### Work instructions
Write these lines out again with every "instance" replaced by "object" and nothing else changed, and leave the pictures out of your copy.

### Record set
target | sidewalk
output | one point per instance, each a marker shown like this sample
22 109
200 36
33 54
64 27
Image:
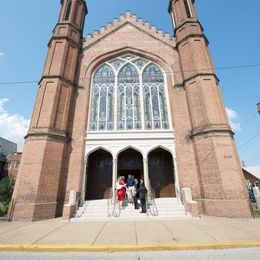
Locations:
103 236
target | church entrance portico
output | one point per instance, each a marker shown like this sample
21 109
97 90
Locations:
99 175
161 173
143 159
130 161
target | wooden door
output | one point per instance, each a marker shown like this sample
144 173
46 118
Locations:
99 175
161 173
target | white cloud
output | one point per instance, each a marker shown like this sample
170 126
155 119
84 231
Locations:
232 115
13 127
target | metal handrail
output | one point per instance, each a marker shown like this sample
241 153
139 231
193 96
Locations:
152 206
183 201
116 211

### Answer to the exercise
target | sidewalk
output | one point per object, each a marker shown like this sample
22 109
200 36
33 54
64 27
Image:
Locations:
103 236
target | church entrance portico
output | one point per object, each a marker shown like this sample
21 109
97 90
Locations:
99 175
161 173
143 159
130 161
target | wooden door
output | one point per object, each a marker shown like this sample
144 173
46 118
Locations:
99 175
161 173
target | white cloud
output | one point per object, each a marker shown like this sample
170 126
155 119
84 231
Locations:
232 115
13 127
target | metal handrail
output | one point per object, each a marker shown like this sample
241 153
139 231
193 96
Locations:
152 206
183 201
116 211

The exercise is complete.